● Records for this exercise:
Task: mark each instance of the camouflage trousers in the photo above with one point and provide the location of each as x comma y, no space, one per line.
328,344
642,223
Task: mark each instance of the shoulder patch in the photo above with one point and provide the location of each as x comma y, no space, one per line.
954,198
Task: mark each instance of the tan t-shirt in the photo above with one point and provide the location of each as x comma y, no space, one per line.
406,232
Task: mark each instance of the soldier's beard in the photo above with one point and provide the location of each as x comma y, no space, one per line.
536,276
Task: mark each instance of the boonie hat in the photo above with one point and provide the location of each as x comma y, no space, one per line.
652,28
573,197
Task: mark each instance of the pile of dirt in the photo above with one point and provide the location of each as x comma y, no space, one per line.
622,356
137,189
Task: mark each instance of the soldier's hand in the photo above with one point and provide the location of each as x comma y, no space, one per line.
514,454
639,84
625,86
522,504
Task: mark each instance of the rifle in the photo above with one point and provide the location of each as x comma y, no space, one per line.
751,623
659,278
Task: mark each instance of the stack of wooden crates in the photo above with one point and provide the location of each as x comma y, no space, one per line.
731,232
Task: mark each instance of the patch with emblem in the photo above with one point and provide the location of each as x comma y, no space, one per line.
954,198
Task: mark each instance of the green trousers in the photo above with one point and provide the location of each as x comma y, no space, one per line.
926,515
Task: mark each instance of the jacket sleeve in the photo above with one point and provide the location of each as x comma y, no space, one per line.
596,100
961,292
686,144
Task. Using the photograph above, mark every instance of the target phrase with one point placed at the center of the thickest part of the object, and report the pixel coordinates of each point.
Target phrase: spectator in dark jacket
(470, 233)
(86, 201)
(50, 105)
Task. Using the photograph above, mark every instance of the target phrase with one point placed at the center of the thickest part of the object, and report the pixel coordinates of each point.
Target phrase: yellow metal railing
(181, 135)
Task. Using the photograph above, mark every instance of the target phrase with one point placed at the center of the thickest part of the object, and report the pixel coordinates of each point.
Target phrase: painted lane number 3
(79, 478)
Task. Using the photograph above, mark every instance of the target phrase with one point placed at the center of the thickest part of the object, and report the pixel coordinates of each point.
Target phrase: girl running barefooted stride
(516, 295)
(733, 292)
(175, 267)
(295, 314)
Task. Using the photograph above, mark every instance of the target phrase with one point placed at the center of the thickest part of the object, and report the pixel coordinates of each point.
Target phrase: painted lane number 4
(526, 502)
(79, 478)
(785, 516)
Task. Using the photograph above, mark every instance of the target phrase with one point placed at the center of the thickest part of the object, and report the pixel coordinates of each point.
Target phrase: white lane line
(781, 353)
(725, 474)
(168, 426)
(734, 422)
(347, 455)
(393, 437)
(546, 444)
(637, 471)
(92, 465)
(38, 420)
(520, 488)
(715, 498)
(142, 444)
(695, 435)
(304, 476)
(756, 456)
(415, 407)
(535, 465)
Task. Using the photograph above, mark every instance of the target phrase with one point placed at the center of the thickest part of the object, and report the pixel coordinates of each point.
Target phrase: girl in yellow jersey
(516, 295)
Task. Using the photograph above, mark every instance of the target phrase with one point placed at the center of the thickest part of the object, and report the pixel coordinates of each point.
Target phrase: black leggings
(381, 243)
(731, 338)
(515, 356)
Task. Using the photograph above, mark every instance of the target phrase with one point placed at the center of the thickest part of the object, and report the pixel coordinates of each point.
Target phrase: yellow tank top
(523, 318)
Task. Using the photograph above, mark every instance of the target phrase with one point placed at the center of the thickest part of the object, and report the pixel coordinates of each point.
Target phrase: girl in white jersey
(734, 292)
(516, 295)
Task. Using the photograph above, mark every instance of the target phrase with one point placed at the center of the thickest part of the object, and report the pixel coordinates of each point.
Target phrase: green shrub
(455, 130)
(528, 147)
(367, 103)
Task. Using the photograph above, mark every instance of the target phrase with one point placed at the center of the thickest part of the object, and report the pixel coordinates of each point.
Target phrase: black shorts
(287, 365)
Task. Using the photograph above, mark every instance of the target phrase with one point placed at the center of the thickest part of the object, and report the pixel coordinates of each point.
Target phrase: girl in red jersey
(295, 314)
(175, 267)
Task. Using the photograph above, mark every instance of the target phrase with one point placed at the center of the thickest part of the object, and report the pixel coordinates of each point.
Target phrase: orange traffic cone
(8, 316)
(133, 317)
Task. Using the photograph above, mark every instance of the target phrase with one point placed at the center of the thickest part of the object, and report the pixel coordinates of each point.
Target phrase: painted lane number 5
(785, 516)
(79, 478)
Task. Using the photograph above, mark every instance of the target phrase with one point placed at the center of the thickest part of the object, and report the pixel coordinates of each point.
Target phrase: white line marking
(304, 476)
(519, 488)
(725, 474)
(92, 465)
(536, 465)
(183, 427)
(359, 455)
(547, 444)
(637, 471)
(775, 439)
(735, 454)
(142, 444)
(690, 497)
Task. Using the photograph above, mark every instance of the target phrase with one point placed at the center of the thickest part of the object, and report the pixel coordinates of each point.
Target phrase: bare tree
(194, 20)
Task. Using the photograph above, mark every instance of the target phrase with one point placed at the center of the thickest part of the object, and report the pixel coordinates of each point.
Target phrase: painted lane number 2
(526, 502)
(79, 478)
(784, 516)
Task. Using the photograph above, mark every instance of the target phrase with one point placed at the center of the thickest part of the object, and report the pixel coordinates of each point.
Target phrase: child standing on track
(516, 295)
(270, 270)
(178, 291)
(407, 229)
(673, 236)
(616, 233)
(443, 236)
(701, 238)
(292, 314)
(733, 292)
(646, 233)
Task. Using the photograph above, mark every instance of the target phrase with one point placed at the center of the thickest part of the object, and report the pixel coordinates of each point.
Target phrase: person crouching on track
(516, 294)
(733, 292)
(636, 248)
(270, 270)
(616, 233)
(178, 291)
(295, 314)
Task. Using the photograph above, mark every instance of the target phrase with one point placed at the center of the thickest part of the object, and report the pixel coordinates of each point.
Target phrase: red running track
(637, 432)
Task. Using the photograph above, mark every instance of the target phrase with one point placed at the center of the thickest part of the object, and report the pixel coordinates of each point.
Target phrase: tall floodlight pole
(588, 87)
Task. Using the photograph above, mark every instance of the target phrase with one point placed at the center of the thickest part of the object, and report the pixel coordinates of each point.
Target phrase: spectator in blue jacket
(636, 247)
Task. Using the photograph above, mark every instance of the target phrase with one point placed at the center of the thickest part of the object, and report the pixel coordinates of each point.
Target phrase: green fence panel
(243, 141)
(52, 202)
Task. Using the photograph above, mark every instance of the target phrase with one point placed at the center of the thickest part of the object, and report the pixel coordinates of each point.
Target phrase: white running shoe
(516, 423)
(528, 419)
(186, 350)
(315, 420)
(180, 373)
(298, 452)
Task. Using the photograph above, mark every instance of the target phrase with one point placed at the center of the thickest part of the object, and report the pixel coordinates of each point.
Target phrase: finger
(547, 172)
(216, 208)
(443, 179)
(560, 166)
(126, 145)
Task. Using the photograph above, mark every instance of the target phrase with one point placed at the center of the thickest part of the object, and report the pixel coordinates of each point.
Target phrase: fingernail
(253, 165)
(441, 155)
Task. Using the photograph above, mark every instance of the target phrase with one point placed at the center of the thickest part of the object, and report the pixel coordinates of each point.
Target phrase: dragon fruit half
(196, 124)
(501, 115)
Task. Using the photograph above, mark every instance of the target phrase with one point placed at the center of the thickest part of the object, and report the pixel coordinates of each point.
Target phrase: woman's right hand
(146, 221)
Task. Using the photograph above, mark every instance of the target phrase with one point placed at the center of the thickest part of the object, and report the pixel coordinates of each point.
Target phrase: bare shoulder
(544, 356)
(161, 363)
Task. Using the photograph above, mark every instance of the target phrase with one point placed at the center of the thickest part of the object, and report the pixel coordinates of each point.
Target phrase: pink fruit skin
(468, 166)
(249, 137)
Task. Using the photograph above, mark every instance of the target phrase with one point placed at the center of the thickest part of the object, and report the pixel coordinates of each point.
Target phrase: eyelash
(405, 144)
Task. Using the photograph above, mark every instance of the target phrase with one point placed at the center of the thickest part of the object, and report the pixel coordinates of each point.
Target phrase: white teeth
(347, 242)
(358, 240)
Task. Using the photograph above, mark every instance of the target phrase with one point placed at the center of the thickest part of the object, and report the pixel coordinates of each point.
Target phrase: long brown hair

● Required work:
Each line from the one containing "Target phrase: white teeth" to the end of the entries above should be copied exactly, and no other line.

● Task response:
Target phrase: white teeth
(347, 242)
(358, 240)
Task. Using the photograph above, mark every instance of the target phrase with one point placed at the center of the thickest part of the object, and report the pixel coordinates of each point.
Target phrase: long brown hair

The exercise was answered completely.